• [Sayfa Metni]

İbn Huzeyme Nisabur’da H.223-M.838 senesi safer ayında
dünyaya gelmiştir bazı kaynaklarda ise doğum tarihini H.222 veya H.224 olarak
göstermektedir.
(Zehebi Siyeru A’lemin-Nubela
(XIV.365) Zehebi Tezkiretu’l-Huffaz (II.720) Suyuti Tabakatu’l-Huffaz.313)
Sulemi kabilesine mensup olan İbn Huzeyme’nin ismi ve nesebi
şudur: Ebubekr Muhammed b.İshak b.Huzeyme el-Muğire b.Salih b.Bekr es-Sulemi
en-Neysaburi.
(Zehebi Siyer XIV.365 Zehebi
Tezkire II,720 Hakim a.e.g.84) İbnu’s-Salah Tabakatu’ş-Şafiiyye v.145-a
(Nevevi’nin ilavesi) İbn Ebi Hatim er-Razi Kitabu’l-Cerh ve’t-Ta’dil VII.196)
Küçük yaşlarda hadis ve fıkıhla ilgilenmeye başlayan İbn
Huzeyme’nin çoçuk yaşlarda İshak b. Rahuye (ö.238/852) ve Muhammed b. Humeyd’den
(ö.248/862) hadis dinlediği fakat o yaşlarda itkanı zayıf olduğundan bu iki
zattan rivayette bulunmadığı kaynaklarda geçmektedir.

• [Verilen Bilgiler]
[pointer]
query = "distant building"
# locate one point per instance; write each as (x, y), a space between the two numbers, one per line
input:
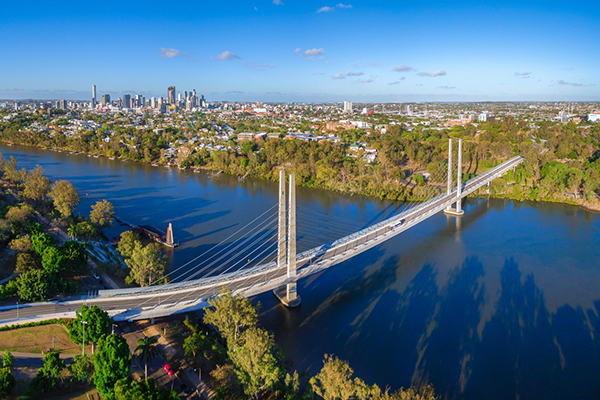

• [Yönergeler]
[a] İbn Huzeyme metnine göre İbn Huzeyme hangi şehirde doğmuştur?
[b] İbn Huzeyme metnini son cümlenin ardından devam ettirin.

• [Cevaplar]
[a] Nisabur'da.

[b]
(Zehebi Tezkire II.721 Zehebi
Siyer XIV.365)
İbn Huzeyme Şafii’nin arkadaşları Ebu İbrahim İsmail b. Yahya
b. İsmail el-Müzeni (ö.264/877) ve er-Rabi b. Süleyman el-Muradi’den
(ö.270/883) hadis yolculuklarına çıkmadan önce de Ahmed b. Nasr
en-Neysaburi’den fıkıh dersi almıştır. İbn Huzeyme’nin yapmış olduğu hadis
yolculuklarına gelince bu yolculuklar çok geniş bir alanı kapsamaktadır Hatta
şark-ı İslam dünyasını içine almaktadır. Bu seyahatlarda gitmiş olduğu yerlerin
bazılarını Sahih’inde belirtmiştir mesela:
1-Ebu Harun Musab en-Nu’man bize Fustat’da tahsis etti.
(Sahih I.219.h.no:407)
2-Ahmed b.el-Hasan bize Bağdat’ta tahdis etti.
(Sahih.IV.122.h.no:2495)
3-Muhammed b Abdillah b Meymun bana İskenderiye’de tahdis
etti
(Sahih.I 160 h no:311)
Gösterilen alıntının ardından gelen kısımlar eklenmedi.